* **WHAT IS EXPECTED**:
Reproduce the listing below without changes, except that pictures are left out.
begin
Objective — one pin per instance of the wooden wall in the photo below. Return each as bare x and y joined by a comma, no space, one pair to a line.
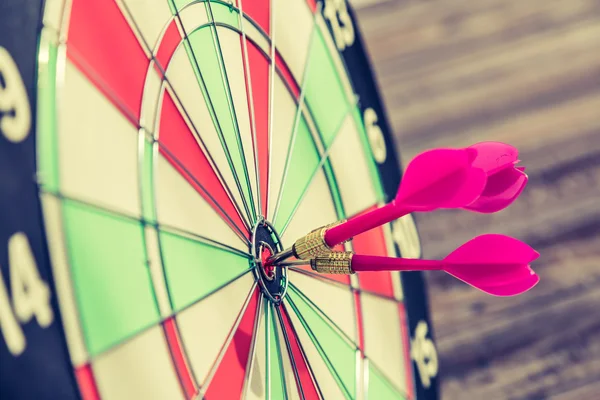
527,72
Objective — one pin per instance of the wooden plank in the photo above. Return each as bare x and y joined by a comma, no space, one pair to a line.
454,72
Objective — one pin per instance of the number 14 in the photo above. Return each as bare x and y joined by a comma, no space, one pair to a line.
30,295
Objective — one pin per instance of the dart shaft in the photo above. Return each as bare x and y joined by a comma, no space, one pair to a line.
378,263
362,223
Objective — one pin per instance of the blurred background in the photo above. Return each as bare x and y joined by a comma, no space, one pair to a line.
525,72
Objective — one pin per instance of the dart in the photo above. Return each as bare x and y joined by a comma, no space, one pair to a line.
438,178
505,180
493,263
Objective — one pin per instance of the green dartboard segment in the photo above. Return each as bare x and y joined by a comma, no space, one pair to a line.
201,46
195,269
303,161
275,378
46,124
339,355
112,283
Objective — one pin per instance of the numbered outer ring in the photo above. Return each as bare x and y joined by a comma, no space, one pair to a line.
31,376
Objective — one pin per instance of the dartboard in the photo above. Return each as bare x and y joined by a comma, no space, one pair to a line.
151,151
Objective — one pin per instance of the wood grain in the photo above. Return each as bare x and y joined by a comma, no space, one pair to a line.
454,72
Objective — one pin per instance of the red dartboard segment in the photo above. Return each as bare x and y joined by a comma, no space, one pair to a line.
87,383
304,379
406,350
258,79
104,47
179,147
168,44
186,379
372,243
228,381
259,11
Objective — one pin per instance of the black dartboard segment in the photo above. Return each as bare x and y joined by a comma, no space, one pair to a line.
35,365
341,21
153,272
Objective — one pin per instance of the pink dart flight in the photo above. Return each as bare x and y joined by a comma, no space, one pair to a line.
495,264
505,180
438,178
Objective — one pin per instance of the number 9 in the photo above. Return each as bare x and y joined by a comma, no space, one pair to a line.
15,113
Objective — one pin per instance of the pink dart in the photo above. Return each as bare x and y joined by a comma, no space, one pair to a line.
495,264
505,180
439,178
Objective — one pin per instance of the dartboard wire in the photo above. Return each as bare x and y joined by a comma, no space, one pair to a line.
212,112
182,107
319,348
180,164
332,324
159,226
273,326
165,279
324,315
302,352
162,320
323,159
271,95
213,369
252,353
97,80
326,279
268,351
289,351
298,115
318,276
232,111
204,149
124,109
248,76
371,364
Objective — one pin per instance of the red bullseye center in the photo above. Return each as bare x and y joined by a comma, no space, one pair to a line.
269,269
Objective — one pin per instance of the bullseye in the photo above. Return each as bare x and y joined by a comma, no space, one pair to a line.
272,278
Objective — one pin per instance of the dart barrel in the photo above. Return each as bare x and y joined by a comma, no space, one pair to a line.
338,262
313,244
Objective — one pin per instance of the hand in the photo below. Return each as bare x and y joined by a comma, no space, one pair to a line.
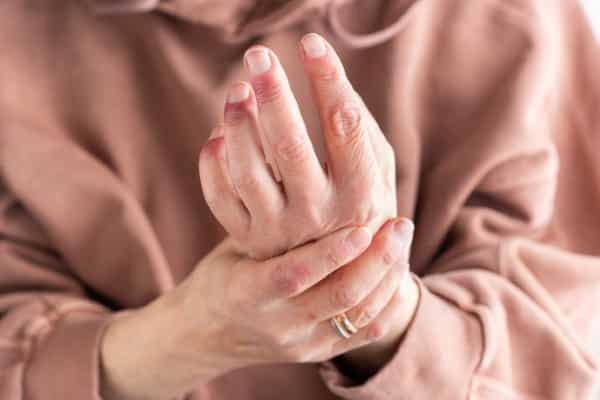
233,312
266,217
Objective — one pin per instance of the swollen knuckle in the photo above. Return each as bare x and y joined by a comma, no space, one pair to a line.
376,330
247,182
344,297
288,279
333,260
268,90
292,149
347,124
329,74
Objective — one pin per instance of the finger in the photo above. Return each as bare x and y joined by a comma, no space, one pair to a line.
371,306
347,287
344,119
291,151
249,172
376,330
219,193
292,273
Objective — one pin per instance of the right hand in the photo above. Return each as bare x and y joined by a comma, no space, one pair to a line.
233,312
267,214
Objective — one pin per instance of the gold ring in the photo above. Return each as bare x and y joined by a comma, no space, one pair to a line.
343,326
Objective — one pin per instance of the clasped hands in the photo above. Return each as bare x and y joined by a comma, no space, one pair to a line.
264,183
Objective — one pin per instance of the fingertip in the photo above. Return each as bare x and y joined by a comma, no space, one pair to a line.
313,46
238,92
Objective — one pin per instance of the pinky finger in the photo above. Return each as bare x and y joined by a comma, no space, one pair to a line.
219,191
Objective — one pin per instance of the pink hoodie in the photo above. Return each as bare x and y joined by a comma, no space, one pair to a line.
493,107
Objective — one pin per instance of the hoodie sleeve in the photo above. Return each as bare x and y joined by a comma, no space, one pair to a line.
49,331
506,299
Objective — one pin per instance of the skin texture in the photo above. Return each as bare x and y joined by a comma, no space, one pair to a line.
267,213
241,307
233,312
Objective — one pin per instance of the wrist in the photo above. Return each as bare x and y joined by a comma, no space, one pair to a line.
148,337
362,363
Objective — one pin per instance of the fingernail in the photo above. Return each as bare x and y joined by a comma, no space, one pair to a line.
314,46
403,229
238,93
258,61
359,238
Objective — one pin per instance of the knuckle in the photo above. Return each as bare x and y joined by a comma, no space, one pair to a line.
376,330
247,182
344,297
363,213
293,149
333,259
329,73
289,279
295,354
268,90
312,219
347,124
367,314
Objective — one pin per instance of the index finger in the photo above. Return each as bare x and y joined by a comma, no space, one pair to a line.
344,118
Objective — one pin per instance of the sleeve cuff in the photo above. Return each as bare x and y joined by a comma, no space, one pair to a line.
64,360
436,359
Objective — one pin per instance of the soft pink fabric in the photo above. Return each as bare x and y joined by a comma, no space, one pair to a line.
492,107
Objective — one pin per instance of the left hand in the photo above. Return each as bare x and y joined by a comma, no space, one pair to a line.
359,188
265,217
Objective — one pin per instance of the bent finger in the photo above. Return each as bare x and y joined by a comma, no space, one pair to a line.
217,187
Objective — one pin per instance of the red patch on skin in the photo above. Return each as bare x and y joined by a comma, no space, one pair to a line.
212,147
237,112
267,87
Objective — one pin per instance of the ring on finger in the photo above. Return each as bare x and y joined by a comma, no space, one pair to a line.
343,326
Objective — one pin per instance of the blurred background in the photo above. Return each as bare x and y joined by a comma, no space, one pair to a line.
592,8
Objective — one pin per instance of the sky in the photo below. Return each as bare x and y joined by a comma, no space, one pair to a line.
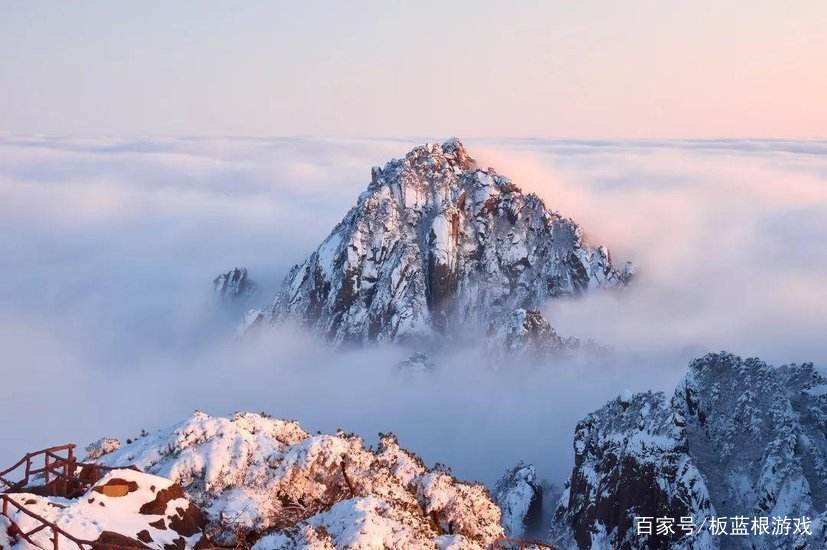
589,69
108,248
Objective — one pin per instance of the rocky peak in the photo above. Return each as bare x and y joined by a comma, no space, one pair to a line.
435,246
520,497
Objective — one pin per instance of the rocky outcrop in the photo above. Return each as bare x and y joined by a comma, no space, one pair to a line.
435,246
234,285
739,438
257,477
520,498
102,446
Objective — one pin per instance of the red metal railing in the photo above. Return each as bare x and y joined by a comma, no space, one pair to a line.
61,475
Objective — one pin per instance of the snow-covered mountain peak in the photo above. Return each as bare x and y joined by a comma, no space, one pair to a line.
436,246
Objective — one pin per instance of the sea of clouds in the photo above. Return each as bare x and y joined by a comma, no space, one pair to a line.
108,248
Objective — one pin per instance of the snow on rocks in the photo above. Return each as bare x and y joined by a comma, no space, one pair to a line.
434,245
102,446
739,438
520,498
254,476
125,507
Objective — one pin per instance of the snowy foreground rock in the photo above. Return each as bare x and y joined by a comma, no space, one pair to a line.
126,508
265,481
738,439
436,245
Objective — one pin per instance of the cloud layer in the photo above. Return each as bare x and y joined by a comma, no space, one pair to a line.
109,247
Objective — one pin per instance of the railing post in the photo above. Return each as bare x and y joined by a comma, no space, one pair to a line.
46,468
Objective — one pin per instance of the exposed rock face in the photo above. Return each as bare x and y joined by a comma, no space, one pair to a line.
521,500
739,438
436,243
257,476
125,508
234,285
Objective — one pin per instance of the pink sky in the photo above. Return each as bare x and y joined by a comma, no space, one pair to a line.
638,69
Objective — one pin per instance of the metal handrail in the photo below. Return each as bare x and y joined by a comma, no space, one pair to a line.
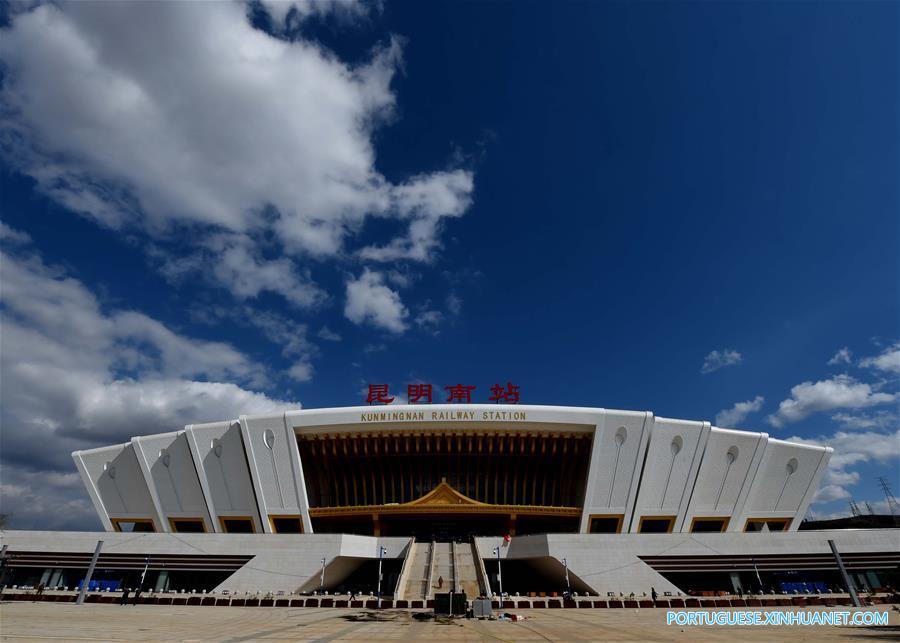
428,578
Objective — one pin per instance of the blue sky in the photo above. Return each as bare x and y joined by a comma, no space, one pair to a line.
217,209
end
* **IN RESPONSE**:
Objective — one pin per instance of the wooden wall in the photo below. Return each as bare x and y joined by a comma, no space, one pair to a line.
527,72
Objective — one pin per instance of the wooden plank in the photo above. Return each as bare x and y joined by a comma, no space, one pair to a line.
454,72
Objective — one pin per instance of the number 14 in the photo above. Return each as bare x and y joined by a comma, no space, one pair to a line.
30,295
Objective — one pin per instance of the dart shaft in the photo above. Return each as bare x and y joined by a comma, no space, one pair to a line.
378,263
362,223
Objective — one pin per instance of the blurred background in the photo above. Return each as bare x and y joined by a comma, no space, one pair to a line.
525,72
Objective — one pin per instance of the dart in the photo above. Return each as bare x and y joined by a comma, no space, one pair to a line.
438,178
505,180
493,263
Objective — one pin per instance of the green dartboard segment in the photo above. Return each as bare x and y joined by a comma, no space, one pair to a line.
201,46
195,269
303,161
275,378
46,124
339,355
112,283
Objective — one pin per instance of the numbered outer ring in the photo above. Return each as bare x and y joined by a comma, no space, one pair to a line.
31,376
Objective — one pin per instance of the dartboard in the photo above. Return each as bare x and y joined by a comma, no space, one pair to a line.
151,151
Objective — one pin per instance of the wood grain in the photo above. Return each as bare x and y joined by a comma, no space, one pair to a line.
454,72
Objective — one pin per instance of the red dartboard segment in the photo above. Return each as bare x and y joined by a comma, no space, one pair to a line.
87,383
304,379
406,350
258,79
104,47
179,147
168,44
186,379
372,243
228,381
259,11
Objective — one pin per instance of the black dartboard segment in the photo above. Return each as bare x and y joined by a comma, no space, one pair to a line.
35,365
341,21
153,272
Objective — one pin per instance of the pink dart flight in the photo above. Return each as bare x and y joined by a comma, no space, one pair to a line.
495,264
505,180
438,178
Objective — one pin per instance of the number 9 in the photo above. Return each as bare x and y joined by a comma, no space, one pair to a line.
15,113
Objective — one pin per instance of the pink dart in the photo above. Return each as bare x and y joined by a comma, no space, one pair to a line.
495,264
505,180
439,178
Objective — one pin per instance of the dartboard wire in the photo above. Return each as bare x and y joined by a comma, no space, one pair to a line.
212,112
182,107
319,348
180,164
332,324
159,226
273,326
165,279
324,315
302,352
162,320
323,159
271,95
213,369
252,353
97,80
326,279
268,351
289,351
298,115
318,276
232,111
204,149
124,109
248,76
371,364
Objective — one pin per instance of the red bullseye center in the photo above. Return each as bare x and y joined by a comma, no space, one pair to a line.
269,269
Objective — one pin per instance of the bullseye in the photo above. Return each as bare x and y joined by a comma, no space, one pair to a line.
272,278
Objective — one pin per instance of the dart barrel in the photo above. Return each as bare x and y joined by a comma, no space, one pair to a line.
338,262
313,244
Objective — one pin per instance of the hand in the photo below. Return each as bare x and y joined by a comma, no space, one pair to a line.
233,312
266,217
Objective — one pin per instance of the swollen knuckle in the photo above. Return each as bare x and y joined by a comma, no space, one pair to a line.
376,330
247,182
344,297
288,279
333,260
268,90
292,149
347,124
329,74
Objective — one pin per instance of the finger in the photo above. Return each as bare x and y joined by a comma, no space, one pair to a line.
371,306
347,287
344,119
291,151
249,172
376,330
219,193
292,273
Objective — one pin per instance of the right hand in the photo above. Return each as bare x and y joined by a comma, no space, one pair to a line.
233,312
267,214
Objective — one pin per instance of the gold ring in the photo above. Return each as bare x and y joined by a comma, no space, one pair to a line.
343,326
Objective — one pin per instance of the clasped hands in the photo above. Return each as bare x and y joined by a comma, no space, one pair to a line.
264,183
Objective — one pin per instance of the fingertip in the photo above. Return each as bare x and y joined by a comma, no space, one pair to a line.
313,46
238,92
Objective — one pin per instance of the pinky finger in the photo above. Return each as bare x and y joined by a comma, no space, one pair to a line.
219,191
Objective — one pin per instance of the pink hoodie in the photo above. Return each as bare x and y joined by a comma, no space, one pair to a line.
493,107
Objective — one pin per instance of the hoodie sleeve in the photo above. Return each as bare x and y joined by a comma, no space, one pair to a line.
49,331
506,299
Objective — one pin per instance of the skin texture in the photo above. Return each as bare x and y joined by a comma, no space, one pair to a line.
267,213
241,307
233,312
Objective — one pin per instance of the wrist in the photo above. Return each as bare x and y joined by a comma, no space, one pair to a line.
148,337
362,363
Objective — one pin per instance of the fingernail in the photo above. Return each as bare x and y joined by a comma, no space, one pair to a line.
314,46
403,229
238,93
258,61
359,238
Objective — one pin per instance of the knuckle in the photo above. Return each as bare x and y joined by a comma, no space, one pair to a line.
376,330
247,182
344,297
363,213
293,149
333,259
329,73
289,279
295,354
268,90
312,219
347,124
367,314
Objective — one pin per instance of the index finger in the photo above. Return each as bare x and y joined by a comma, no space, one pair to a line.
344,118
Objective — one pin per instance of the sleeve cuff in the photo above. Return each as bare x and y joined by a comma, no space, one pair to a line.
64,360
436,359
Objective — one pin per instance of the soft pink fabric in the photo above. Return each as bare x and y joined by a comma, no space, one pair to a line.
492,107
Objective — one pin per instance of the left hand in the photo above. Return each as bare x and y joined by a comma, no space, one pair to a line.
359,188
265,217
Objective — one pin per instance of the bent finger in the photo above. Return each as bare x and y joined by a comma, no space, one pair to a line.
217,187
Objective — one pin per instance of the red patch on skin in the photo above. Return each as bare x and y joined by a comma, no space, one pair to a line.
212,147
237,112
267,87
Objective — one pin per instance of the ring on finger in the photo above. Return each as bare x and y joined by a comma, no space, one pair to a line.
343,326
Objective — one pin per instance of the blurred background in the photo above. Return each as bare x and y joined by a comma, no space, one pair to a line.
592,8
Objective — one pin per instance of the sky in the photo below. Return each as bare x and y joined by a comma, no space, one pair to a line.
589,69
108,248
Objective — one pin per instance of the rocky peak in the photo above. Return each as bare x and y joined by a comma, no space, one pair to a line.
435,246
520,497
Objective — one pin per instance of the rocky outcrop in the photo above. Return each as bare x and y joined by a comma, no space, one pair to a line.
435,246
234,285
739,438
257,477
520,498
102,446
Objective — one pin per instance of the red metal railing in the photo above. Return each as bare x and y joined by a comma, no space, one pair to a line.
61,475
Objective — one pin per instance of the snow-covered mountain peak in the photo above. Return each as bare x and y joined by a comma, no space, one pair to a line.
436,246
Objective — one pin per instance of the sea of clouds in the photo above. Return each as bare x and y joined by a comma, no space, one pair to a line.
108,248
Objective — one pin per instance of the snow on rocks in the photo above. Return each as bare x and y joined by a comma, no space, one pair to a line.
434,245
102,446
739,438
520,498
254,476
125,507
Objective — one pin per instance of the snowy foreground rock in the photo above. Return each as bare x and y joined by a comma, no space, one pair to a line.
126,508
265,481
738,439
436,245
Objective — one pin per instance of the cloud layer in the photo above. Return each as bare x and y joined by a comma, no space, one pair to a line.
109,247
Objective — one pin per instance of the railing post in the photo above. Return each as bare x and y joined by a comma, no space, one pair to a line.
46,468
Objective — one pin per instance of the exposed rock face in the photo above. Return each as bare x and y joined by a comma, no space, one pair to a line.
521,500
739,438
436,243
257,476
125,508
234,285
Objective — one pin per instance of the pink sky in the photo above. Return each as bare x and y joined by a comma, no space, one pair to a line.
638,69
Objective — one pin per instance of the metal handrail in the photo below. Return each as bare x and y joined by a comma, no space, one pair to a line.
428,578
Objective — one pin per instance of the blue sky in the photo above. Return each as bare x and y joined by a comma, no space, one pair to a line.
217,209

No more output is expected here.